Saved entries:
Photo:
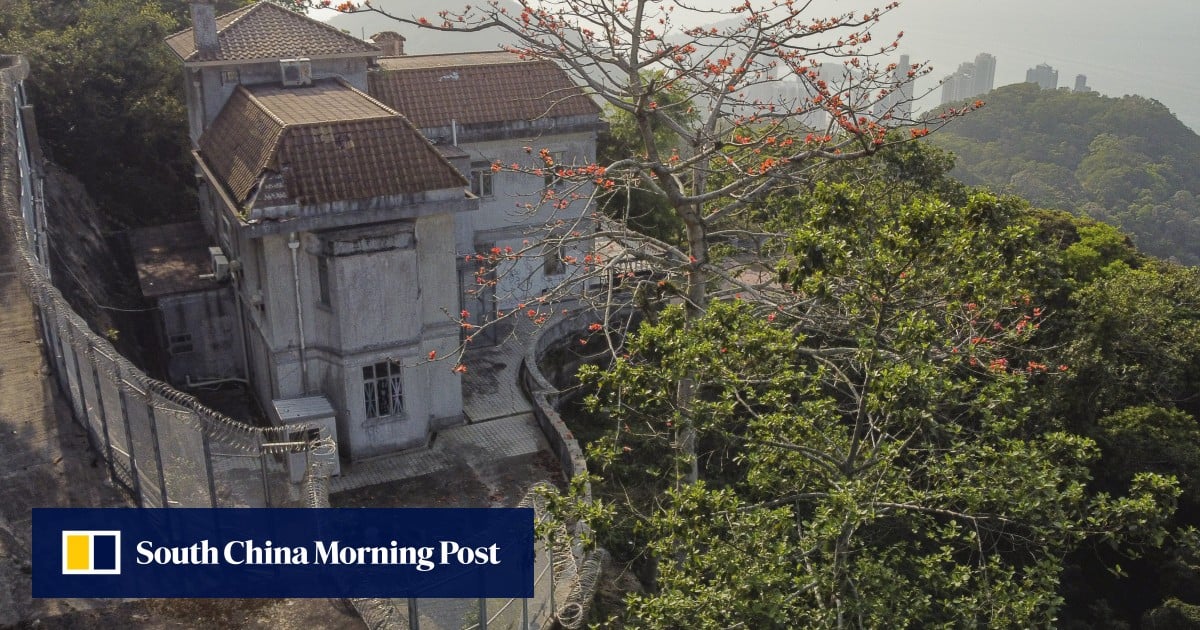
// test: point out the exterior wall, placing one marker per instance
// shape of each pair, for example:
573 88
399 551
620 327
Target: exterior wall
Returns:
501 222
390 289
202 336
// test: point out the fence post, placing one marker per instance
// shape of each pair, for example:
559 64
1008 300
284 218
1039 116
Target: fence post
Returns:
129 439
81 405
262 466
208 467
103 414
157 447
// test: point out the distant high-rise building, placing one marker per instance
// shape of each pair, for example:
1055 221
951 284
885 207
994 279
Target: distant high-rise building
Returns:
985 75
899 101
971 79
1044 76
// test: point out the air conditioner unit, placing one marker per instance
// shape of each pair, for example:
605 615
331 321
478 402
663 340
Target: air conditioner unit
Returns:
295 72
220 263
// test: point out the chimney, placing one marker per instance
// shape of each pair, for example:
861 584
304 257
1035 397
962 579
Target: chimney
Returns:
204 28
390 42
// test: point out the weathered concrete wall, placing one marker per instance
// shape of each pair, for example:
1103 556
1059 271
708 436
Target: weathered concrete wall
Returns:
213 345
545 394
207 93
502 220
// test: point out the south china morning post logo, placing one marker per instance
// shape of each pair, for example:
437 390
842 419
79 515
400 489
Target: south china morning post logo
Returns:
283 552
91 552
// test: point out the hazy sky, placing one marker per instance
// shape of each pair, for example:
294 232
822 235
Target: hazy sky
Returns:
1145 47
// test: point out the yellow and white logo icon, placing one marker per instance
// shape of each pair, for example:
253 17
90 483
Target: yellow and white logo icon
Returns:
91 552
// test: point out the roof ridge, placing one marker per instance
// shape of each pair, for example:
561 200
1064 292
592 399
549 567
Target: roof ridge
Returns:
239 10
335 29
247 11
293 15
367 96
262 106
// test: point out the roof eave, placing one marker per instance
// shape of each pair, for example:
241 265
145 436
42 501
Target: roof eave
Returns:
193 64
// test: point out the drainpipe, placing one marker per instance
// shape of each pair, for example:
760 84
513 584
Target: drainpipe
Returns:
294 245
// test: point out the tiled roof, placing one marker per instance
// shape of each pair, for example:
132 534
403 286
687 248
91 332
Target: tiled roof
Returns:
171 258
329 142
477 88
269 31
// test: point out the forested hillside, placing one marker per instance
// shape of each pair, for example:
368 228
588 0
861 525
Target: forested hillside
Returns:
1125 161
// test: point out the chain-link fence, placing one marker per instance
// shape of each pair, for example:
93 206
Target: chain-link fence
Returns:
168 450
160 444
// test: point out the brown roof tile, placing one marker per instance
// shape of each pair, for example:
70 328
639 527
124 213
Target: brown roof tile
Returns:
269 31
477 88
329 141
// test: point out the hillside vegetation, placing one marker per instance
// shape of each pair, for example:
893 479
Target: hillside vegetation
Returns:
1125 161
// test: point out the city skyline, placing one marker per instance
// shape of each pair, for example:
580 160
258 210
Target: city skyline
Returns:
1145 48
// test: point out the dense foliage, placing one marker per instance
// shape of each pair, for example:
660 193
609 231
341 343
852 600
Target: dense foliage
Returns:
988 417
1125 161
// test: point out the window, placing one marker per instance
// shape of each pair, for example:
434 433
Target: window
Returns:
179 343
481 181
323 294
550 178
382 393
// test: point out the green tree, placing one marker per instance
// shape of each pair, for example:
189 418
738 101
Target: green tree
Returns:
879 465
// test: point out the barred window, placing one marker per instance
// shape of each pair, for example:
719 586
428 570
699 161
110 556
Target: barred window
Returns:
550 178
180 343
382 393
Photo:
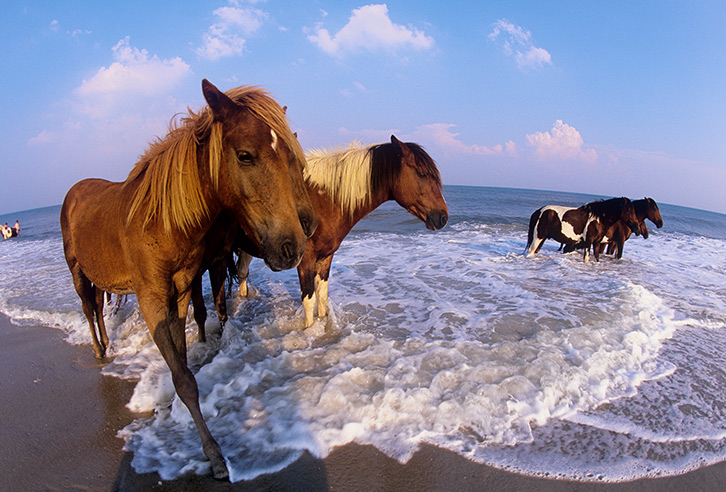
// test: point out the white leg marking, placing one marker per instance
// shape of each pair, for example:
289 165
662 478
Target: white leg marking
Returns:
321 292
274 140
308 306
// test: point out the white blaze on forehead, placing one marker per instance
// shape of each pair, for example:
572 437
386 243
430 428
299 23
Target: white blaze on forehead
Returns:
274 140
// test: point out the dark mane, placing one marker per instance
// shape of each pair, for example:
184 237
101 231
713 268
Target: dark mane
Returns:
643 205
386 165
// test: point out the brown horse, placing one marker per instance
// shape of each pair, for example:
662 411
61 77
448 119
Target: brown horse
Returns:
346 185
584 226
219 241
619 232
146 235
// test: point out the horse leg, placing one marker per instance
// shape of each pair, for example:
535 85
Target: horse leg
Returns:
200 310
243 271
620 248
306 274
86 291
99 317
322 274
167 334
217 276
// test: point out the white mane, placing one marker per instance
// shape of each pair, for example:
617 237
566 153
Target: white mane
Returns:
344 173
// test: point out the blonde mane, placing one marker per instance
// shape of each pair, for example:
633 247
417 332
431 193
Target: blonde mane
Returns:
343 172
167 179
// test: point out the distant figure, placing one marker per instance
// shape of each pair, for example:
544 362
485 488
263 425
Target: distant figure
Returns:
7 232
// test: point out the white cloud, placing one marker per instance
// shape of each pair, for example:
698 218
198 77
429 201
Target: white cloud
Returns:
227 36
562 142
370 29
441 135
135 71
518 43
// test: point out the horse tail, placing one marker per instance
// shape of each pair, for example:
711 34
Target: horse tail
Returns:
532 227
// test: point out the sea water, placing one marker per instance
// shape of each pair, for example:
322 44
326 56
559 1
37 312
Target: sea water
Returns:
604 371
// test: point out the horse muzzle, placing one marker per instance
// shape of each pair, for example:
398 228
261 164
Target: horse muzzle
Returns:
436 220
636 228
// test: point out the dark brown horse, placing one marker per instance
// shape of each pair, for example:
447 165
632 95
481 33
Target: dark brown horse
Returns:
346 185
619 232
146 235
584 226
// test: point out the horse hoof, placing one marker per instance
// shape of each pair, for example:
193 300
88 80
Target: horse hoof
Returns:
220 471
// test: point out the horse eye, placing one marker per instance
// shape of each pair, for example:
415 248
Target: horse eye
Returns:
245 158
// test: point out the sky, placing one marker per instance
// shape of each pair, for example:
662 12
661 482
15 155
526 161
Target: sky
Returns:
617 98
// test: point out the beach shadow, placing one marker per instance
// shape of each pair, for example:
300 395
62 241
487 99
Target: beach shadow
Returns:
307 474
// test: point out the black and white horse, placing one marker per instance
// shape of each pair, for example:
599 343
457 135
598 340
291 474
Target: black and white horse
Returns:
579 227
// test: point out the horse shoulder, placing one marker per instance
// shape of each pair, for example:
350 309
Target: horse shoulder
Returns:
333 224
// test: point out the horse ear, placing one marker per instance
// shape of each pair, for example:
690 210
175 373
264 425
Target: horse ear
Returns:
218 101
400 146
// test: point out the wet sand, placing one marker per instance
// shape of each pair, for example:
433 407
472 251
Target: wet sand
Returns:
60 418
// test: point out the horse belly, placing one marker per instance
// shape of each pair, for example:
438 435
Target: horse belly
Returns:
91 235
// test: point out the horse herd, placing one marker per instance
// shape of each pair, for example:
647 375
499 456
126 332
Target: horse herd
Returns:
233 179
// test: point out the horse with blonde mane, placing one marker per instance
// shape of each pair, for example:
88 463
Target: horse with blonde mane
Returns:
344 186
146 235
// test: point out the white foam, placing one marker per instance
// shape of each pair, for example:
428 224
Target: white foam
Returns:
545 365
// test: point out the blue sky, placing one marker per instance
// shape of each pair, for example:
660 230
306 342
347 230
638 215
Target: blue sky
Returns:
611 98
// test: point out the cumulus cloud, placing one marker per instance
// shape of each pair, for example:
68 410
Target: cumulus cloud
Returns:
227 36
369 28
135 71
562 142
517 42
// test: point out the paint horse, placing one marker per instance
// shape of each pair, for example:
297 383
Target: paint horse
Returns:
584 226
618 233
146 235
347 184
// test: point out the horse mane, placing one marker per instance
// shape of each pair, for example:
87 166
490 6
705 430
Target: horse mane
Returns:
606 208
168 185
352 173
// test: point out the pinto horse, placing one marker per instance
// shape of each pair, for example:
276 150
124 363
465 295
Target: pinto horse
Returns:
146 235
584 226
619 232
347 184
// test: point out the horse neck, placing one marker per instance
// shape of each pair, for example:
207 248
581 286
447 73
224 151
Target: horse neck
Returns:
374 201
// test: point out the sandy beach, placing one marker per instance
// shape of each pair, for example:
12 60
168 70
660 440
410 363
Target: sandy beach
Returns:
61 416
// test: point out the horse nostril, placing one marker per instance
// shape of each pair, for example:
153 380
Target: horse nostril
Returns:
288 251
443 221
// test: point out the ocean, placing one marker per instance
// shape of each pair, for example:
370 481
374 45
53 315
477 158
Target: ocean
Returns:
605 371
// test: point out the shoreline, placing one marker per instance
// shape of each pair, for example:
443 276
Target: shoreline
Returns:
61 417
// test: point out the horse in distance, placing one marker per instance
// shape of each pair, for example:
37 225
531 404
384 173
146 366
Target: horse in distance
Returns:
583 226
618 233
146 235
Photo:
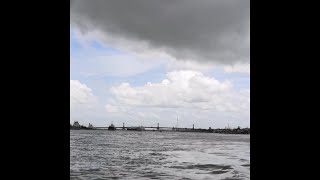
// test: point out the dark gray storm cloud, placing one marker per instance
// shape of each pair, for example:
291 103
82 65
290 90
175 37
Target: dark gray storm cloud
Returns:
203 30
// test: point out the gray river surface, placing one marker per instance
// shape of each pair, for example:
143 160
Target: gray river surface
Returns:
103 154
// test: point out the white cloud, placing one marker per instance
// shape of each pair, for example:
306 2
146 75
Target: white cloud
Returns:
182 89
238 68
82 100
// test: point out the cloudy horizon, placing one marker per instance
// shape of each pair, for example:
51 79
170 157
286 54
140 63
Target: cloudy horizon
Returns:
152 62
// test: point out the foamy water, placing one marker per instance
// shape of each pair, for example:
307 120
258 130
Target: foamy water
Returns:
105 154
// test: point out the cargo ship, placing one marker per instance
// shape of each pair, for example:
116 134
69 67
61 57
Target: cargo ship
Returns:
138 128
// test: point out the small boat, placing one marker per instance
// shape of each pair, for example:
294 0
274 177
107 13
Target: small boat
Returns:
75 125
111 127
139 128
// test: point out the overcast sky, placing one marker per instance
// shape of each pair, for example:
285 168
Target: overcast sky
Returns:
145 62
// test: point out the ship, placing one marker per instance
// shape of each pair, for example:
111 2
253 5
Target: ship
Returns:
111 127
75 125
138 128
90 126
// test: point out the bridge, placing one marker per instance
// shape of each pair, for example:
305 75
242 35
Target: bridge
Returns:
147 127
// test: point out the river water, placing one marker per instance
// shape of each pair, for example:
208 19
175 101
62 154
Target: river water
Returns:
102 154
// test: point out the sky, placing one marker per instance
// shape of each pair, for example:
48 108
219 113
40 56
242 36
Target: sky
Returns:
172 62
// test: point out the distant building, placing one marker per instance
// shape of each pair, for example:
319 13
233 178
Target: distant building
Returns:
76 124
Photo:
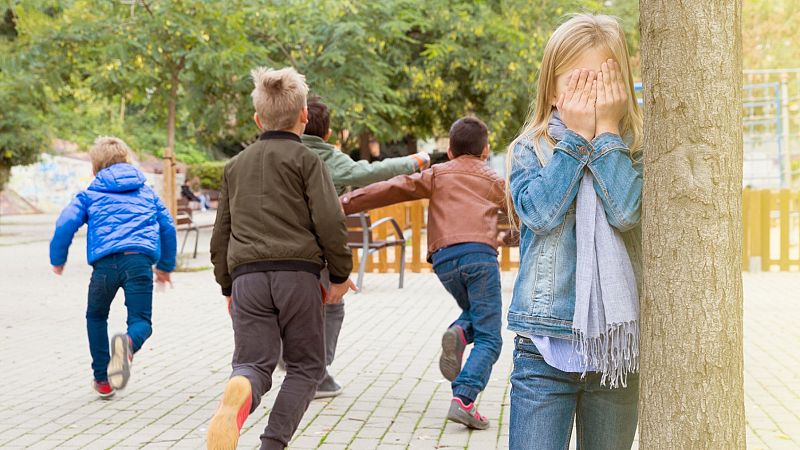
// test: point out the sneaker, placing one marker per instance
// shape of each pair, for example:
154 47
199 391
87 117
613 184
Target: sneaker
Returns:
103 388
119 368
328 388
453 345
225 426
467 415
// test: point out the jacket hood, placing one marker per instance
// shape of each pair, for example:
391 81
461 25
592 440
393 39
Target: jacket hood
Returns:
118 178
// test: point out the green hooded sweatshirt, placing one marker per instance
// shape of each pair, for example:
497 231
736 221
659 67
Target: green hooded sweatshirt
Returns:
348 173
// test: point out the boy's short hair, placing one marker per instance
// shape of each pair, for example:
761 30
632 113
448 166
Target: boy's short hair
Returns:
468 136
319 118
278 96
107 151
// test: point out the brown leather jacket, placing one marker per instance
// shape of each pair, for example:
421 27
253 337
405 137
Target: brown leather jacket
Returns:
465 195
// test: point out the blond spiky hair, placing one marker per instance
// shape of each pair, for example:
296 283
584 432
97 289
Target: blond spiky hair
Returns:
107 151
278 96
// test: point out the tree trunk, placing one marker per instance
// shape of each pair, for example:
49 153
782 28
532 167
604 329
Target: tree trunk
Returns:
692 394
170 190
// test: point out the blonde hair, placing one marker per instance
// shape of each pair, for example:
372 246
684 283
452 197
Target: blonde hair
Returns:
278 96
581 33
107 151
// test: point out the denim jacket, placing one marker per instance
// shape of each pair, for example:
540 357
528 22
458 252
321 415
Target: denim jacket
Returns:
543 301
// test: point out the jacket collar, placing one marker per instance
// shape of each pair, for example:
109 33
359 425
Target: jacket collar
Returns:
277 134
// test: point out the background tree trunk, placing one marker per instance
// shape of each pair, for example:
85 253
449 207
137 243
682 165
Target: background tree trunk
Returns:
692 394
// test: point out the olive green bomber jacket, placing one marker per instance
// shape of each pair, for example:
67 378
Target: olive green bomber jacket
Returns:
278 210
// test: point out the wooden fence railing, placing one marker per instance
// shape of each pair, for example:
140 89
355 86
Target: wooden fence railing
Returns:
411 216
771 234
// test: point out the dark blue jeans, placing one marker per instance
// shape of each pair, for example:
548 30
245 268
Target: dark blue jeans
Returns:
474 281
545 401
134 274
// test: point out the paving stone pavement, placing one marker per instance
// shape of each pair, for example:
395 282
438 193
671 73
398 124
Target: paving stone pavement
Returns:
394 396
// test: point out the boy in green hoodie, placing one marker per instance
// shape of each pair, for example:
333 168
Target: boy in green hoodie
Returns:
346 174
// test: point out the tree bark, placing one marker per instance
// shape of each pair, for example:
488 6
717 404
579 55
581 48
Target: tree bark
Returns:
170 190
692 394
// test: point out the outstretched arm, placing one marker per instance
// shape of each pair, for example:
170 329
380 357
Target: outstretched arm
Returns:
399 189
68 223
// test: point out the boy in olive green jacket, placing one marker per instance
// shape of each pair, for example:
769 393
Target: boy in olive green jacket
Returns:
278 225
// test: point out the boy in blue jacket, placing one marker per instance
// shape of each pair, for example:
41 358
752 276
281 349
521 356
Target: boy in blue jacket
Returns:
130 229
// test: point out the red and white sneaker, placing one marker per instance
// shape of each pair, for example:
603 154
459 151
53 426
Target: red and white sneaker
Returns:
103 389
119 367
225 426
467 415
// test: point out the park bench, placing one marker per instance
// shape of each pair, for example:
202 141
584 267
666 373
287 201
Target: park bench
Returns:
185 223
360 236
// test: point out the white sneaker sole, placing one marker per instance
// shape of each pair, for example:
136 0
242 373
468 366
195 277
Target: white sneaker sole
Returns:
119 367
223 431
450 360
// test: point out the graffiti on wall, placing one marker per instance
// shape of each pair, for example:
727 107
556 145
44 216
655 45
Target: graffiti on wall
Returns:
51 183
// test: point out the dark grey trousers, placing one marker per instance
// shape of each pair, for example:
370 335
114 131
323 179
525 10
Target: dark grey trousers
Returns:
334 317
270 308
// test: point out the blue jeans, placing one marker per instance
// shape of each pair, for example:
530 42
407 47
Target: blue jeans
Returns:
544 401
134 274
474 281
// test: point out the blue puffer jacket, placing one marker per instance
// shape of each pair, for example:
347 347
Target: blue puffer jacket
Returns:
124 215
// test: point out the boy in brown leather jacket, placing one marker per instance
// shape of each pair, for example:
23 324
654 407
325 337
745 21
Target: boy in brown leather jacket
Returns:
465 196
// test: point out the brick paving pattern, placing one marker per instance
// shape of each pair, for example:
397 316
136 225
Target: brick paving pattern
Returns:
394 397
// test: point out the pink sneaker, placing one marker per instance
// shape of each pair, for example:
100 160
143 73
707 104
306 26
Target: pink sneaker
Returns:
467 415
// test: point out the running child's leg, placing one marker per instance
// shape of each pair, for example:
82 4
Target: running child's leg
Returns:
138 286
256 336
298 299
102 290
481 274
136 277
459 333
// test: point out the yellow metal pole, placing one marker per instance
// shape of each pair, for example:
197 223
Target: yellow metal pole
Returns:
746 230
766 227
756 261
784 227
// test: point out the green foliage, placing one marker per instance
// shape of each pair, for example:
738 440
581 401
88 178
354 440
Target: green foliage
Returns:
770 40
390 68
210 174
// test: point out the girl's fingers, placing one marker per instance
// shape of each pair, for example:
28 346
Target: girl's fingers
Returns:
581 86
618 82
601 88
623 87
605 86
587 88
573 83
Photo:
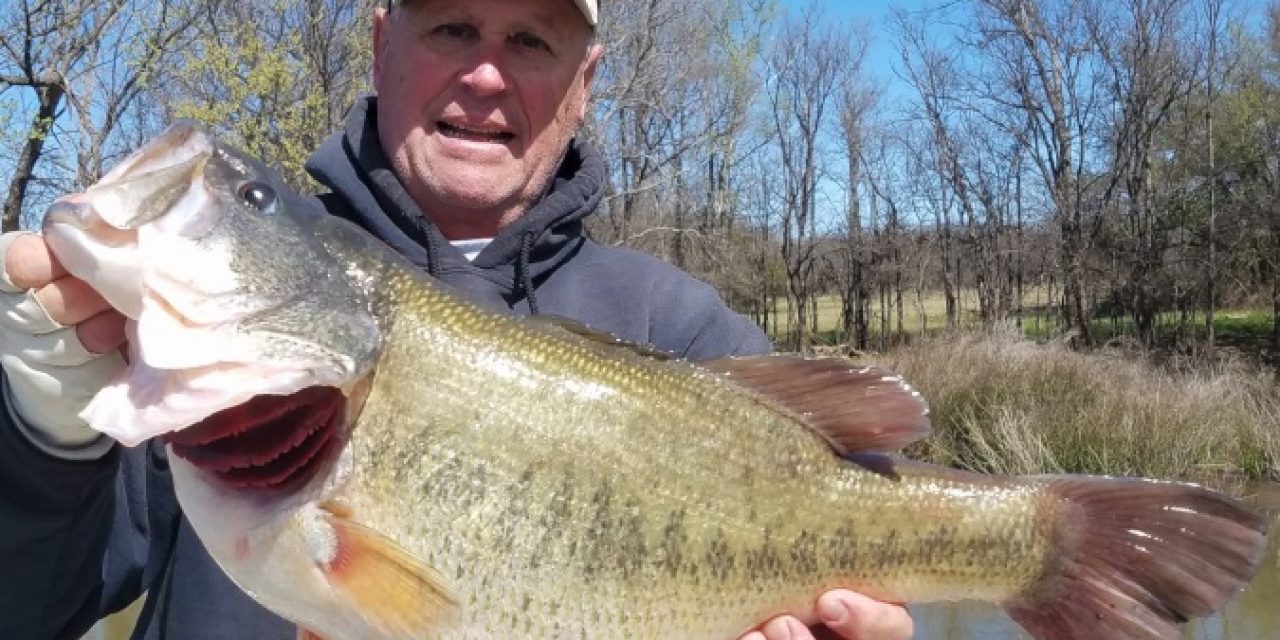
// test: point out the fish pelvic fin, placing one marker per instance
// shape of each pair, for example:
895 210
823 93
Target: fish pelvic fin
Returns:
1138 557
394 592
854 407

Your instructions:
Reply with a number alone, the number of lines of the records that hold the word "trunk".

Response box:
4